Problem to work on: Report each line of the entries below that contains the word "uniform", copying the whole line. Count a match only when the case is the same.
* Start Record set *
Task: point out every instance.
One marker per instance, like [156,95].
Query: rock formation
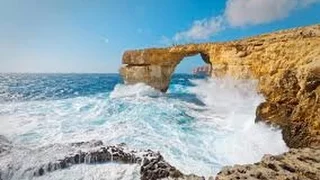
[285,63]
[21,163]
[296,164]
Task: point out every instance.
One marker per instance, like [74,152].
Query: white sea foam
[195,138]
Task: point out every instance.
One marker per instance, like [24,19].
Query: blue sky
[91,35]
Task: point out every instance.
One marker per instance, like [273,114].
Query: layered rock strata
[296,164]
[285,63]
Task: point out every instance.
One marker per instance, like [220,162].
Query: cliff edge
[285,63]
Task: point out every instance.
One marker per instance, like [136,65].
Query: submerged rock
[285,63]
[26,164]
[296,164]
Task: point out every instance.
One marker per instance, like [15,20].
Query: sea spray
[199,126]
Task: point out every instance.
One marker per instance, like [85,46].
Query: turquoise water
[199,125]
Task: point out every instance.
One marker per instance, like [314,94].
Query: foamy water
[198,129]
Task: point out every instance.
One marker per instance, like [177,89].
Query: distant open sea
[200,125]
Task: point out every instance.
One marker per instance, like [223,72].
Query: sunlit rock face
[286,63]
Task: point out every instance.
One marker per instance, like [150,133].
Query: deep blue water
[26,87]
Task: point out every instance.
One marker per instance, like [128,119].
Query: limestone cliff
[286,63]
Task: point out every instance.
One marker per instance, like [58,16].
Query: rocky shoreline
[152,164]
[287,66]
[296,164]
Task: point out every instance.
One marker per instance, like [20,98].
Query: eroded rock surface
[297,164]
[285,63]
[23,163]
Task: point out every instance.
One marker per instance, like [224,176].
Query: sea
[199,125]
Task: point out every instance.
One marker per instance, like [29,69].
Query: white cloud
[239,13]
[305,3]
[253,12]
[201,29]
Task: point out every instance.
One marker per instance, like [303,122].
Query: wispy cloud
[239,13]
[201,29]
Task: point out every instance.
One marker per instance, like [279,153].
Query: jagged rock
[296,164]
[285,63]
[153,165]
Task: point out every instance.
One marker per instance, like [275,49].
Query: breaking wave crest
[199,125]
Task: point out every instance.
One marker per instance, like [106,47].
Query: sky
[90,36]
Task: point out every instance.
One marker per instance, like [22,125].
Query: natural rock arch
[155,67]
[285,63]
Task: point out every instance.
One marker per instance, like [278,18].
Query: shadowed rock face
[296,164]
[285,63]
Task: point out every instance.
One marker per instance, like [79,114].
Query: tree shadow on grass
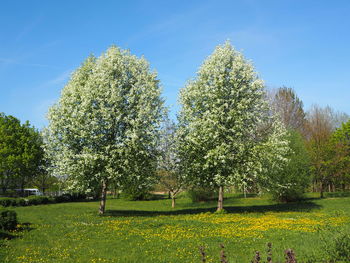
[305,206]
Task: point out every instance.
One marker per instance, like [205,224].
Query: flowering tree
[105,125]
[227,136]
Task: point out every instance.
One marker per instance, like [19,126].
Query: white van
[30,191]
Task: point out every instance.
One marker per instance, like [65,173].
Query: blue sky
[300,44]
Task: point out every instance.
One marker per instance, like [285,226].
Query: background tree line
[110,130]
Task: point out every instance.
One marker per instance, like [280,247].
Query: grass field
[150,231]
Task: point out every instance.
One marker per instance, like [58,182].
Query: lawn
[151,231]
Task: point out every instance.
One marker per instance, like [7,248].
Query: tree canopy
[227,135]
[105,124]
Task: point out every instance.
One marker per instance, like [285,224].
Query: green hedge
[8,220]
[41,200]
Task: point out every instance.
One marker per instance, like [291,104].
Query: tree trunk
[221,199]
[103,197]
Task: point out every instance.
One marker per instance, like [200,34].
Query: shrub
[198,194]
[289,184]
[342,247]
[8,220]
[8,202]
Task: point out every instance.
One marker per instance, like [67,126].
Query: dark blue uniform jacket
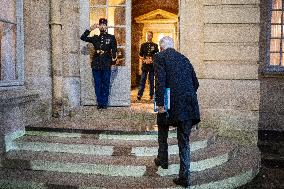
[148,49]
[173,70]
[105,48]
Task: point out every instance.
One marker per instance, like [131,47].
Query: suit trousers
[102,84]
[183,133]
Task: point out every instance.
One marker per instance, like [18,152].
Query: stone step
[112,119]
[215,155]
[236,172]
[107,144]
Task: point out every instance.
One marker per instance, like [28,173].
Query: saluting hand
[94,26]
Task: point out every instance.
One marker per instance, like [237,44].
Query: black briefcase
[162,118]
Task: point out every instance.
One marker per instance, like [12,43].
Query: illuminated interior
[276,38]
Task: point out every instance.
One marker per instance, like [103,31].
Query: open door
[118,13]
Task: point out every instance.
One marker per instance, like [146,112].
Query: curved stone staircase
[76,158]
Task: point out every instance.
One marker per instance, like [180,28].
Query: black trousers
[183,132]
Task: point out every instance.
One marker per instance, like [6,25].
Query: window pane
[8,10]
[116,16]
[96,14]
[97,2]
[120,57]
[276,31]
[116,2]
[120,35]
[277,4]
[275,45]
[274,58]
[8,51]
[276,17]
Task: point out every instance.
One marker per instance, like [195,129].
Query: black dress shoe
[181,182]
[159,163]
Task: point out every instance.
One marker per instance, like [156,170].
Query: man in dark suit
[147,52]
[105,48]
[173,70]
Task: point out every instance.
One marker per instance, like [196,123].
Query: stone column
[56,57]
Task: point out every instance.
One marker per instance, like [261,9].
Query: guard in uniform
[147,51]
[105,49]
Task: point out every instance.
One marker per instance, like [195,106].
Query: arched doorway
[120,18]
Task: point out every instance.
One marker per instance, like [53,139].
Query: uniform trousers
[143,82]
[102,84]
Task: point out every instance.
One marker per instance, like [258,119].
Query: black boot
[158,163]
[181,182]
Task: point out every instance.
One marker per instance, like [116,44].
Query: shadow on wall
[271,108]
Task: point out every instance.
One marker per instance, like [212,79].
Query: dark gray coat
[173,70]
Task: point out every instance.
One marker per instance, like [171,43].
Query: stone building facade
[226,40]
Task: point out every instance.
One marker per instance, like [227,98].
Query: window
[11,42]
[115,12]
[277,34]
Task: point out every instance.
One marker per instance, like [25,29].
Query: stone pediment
[157,16]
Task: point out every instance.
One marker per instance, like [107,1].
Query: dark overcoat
[173,70]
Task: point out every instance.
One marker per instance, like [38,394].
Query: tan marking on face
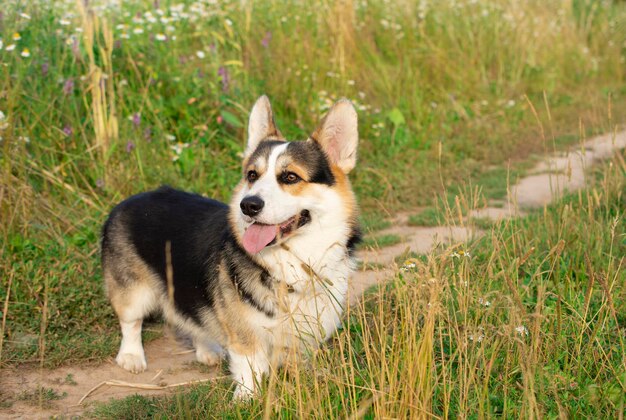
[285,164]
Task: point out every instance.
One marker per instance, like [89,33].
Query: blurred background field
[102,99]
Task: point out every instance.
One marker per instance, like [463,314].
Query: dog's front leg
[247,371]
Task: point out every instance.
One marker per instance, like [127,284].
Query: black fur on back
[199,232]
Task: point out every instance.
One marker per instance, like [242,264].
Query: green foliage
[448,93]
[527,321]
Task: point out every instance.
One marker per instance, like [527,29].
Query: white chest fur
[316,268]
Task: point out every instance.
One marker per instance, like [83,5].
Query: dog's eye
[252,176]
[289,178]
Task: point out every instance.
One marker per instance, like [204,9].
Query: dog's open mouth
[258,235]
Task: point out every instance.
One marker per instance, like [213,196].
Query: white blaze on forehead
[279,205]
[268,181]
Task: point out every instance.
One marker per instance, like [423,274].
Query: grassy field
[100,103]
[527,322]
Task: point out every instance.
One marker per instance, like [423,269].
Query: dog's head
[289,187]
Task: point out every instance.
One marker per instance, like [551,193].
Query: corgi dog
[252,281]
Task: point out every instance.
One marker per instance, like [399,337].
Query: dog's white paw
[207,357]
[135,363]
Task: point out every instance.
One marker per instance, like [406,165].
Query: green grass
[429,216]
[531,325]
[450,96]
[380,241]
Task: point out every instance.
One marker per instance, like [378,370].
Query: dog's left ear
[338,135]
[261,125]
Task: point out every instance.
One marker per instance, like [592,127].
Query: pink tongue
[256,237]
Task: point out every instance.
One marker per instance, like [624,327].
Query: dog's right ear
[261,125]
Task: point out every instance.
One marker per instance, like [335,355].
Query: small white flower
[521,330]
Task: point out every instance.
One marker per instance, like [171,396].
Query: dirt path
[170,363]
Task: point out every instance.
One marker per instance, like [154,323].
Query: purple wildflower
[147,134]
[75,49]
[266,39]
[225,77]
[68,87]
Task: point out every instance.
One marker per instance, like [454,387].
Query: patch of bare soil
[41,393]
[25,393]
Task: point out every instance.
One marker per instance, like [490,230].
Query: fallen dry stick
[115,382]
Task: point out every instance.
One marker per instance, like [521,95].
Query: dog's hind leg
[131,356]
[248,371]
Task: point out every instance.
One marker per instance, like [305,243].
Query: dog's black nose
[252,205]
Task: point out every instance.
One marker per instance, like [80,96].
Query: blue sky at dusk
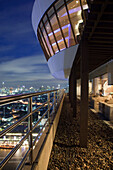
[22,61]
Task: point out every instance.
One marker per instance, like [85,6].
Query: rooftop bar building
[77,38]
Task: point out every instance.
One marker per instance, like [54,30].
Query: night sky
[22,61]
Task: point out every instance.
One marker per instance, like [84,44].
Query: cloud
[6,48]
[26,68]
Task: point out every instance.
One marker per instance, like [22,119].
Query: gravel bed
[66,153]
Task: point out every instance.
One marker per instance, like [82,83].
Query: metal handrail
[30,129]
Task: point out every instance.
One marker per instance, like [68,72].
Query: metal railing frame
[7,100]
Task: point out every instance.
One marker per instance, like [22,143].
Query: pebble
[66,153]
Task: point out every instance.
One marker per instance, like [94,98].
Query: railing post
[49,109]
[30,128]
[54,101]
[57,96]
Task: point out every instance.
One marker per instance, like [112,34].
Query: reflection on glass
[54,37]
[47,41]
[64,22]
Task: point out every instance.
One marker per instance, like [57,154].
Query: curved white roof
[39,8]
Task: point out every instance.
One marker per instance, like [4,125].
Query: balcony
[25,137]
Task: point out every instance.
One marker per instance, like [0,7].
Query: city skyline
[22,61]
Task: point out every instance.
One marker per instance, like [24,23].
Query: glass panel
[84,3]
[74,9]
[45,19]
[43,42]
[47,41]
[55,47]
[50,12]
[56,29]
[50,34]
[59,4]
[64,22]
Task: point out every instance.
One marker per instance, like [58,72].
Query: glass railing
[26,127]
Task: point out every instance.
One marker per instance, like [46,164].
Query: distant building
[58,23]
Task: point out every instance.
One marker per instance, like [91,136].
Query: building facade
[57,25]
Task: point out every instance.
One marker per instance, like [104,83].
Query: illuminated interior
[59,26]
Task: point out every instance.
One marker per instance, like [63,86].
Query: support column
[74,94]
[84,94]
[71,89]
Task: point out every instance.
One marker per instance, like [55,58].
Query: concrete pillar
[71,40]
[84,94]
[74,94]
[94,92]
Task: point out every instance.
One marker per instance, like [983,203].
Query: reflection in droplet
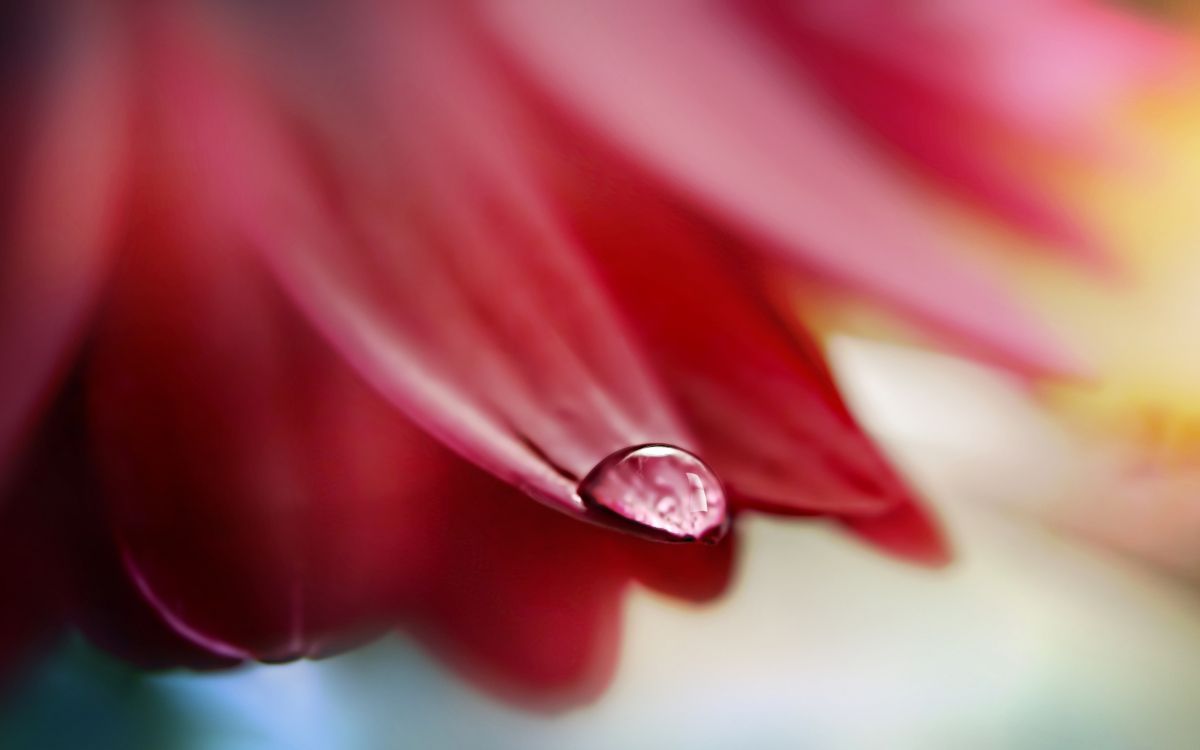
[665,491]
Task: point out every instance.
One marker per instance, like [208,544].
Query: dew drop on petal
[661,490]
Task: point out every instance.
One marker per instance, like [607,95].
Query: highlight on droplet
[660,491]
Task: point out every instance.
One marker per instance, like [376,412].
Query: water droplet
[664,491]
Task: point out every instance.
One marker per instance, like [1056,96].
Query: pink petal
[943,139]
[529,601]
[438,270]
[265,503]
[755,390]
[65,180]
[701,100]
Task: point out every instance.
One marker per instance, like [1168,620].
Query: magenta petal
[438,270]
[755,390]
[55,225]
[1043,67]
[697,96]
[265,503]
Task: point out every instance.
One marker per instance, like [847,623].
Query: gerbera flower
[292,256]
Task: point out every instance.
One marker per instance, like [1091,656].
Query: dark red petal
[437,269]
[755,390]
[529,600]
[64,148]
[78,564]
[695,94]
[263,498]
[906,532]
[1048,69]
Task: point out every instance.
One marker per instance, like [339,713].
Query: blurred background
[1048,418]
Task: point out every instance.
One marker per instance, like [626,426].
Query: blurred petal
[694,95]
[63,157]
[529,600]
[438,270]
[755,390]
[263,498]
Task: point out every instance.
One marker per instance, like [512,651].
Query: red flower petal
[438,270]
[263,498]
[61,166]
[529,600]
[1043,67]
[701,100]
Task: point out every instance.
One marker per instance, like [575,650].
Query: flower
[309,250]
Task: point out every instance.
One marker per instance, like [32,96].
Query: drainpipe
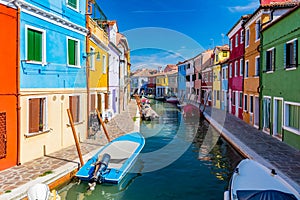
[15,2]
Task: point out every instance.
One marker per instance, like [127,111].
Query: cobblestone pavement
[18,176]
[259,145]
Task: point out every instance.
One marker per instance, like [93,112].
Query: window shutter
[296,52]
[71,52]
[34,115]
[284,55]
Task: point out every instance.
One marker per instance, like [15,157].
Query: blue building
[224,86]
[52,75]
[181,79]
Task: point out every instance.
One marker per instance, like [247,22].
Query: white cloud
[249,7]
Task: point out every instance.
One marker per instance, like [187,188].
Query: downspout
[87,68]
[15,2]
[260,49]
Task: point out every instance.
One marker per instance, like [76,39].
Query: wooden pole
[75,137]
[102,123]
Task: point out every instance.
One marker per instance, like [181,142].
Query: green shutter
[34,45]
[71,52]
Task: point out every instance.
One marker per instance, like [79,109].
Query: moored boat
[112,162]
[253,181]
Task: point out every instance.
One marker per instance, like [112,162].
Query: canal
[182,159]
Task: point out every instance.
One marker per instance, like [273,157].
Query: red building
[236,68]
[9,87]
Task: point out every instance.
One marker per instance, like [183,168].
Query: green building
[280,78]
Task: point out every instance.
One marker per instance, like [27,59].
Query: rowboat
[112,162]
[253,181]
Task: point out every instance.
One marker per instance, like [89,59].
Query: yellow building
[97,57]
[221,54]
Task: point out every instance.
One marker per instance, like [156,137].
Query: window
[257,29]
[247,69]
[37,115]
[35,44]
[92,58]
[247,37]
[242,37]
[292,116]
[291,54]
[104,64]
[257,66]
[72,4]
[241,100]
[235,68]
[245,102]
[74,105]
[241,67]
[270,65]
[73,52]
[251,104]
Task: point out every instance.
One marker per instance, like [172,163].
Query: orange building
[8,87]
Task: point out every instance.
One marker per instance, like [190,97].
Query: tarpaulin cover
[264,195]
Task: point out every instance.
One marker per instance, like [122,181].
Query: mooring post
[75,137]
[102,123]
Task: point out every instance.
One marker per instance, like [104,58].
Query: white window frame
[92,58]
[247,39]
[77,5]
[245,104]
[235,68]
[242,36]
[257,68]
[45,116]
[77,65]
[44,42]
[286,117]
[241,67]
[257,30]
[246,74]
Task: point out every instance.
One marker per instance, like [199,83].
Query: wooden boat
[253,181]
[112,162]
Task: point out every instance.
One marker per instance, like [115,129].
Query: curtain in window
[34,45]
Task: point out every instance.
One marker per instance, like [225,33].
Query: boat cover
[264,195]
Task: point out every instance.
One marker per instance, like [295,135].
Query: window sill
[75,124]
[28,135]
[291,130]
[290,68]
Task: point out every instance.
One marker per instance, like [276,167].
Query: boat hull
[123,151]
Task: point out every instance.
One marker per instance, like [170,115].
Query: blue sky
[163,32]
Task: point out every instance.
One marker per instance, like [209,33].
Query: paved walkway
[257,145]
[15,181]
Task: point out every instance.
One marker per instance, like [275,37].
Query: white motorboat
[253,181]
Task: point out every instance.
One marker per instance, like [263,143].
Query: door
[266,113]
[237,103]
[256,112]
[277,124]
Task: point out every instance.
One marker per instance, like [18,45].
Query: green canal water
[182,159]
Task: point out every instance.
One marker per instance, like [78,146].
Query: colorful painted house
[123,46]
[181,79]
[263,15]
[52,75]
[9,87]
[280,94]
[221,53]
[236,37]
[224,86]
[200,61]
[113,67]
[97,57]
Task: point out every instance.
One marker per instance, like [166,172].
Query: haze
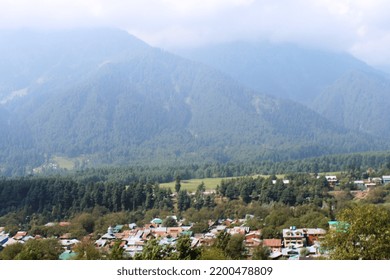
* End Record set *
Solution to the problem:
Query: dark blue uniform jacket
Query: guard in uniform
Query: uniform trousers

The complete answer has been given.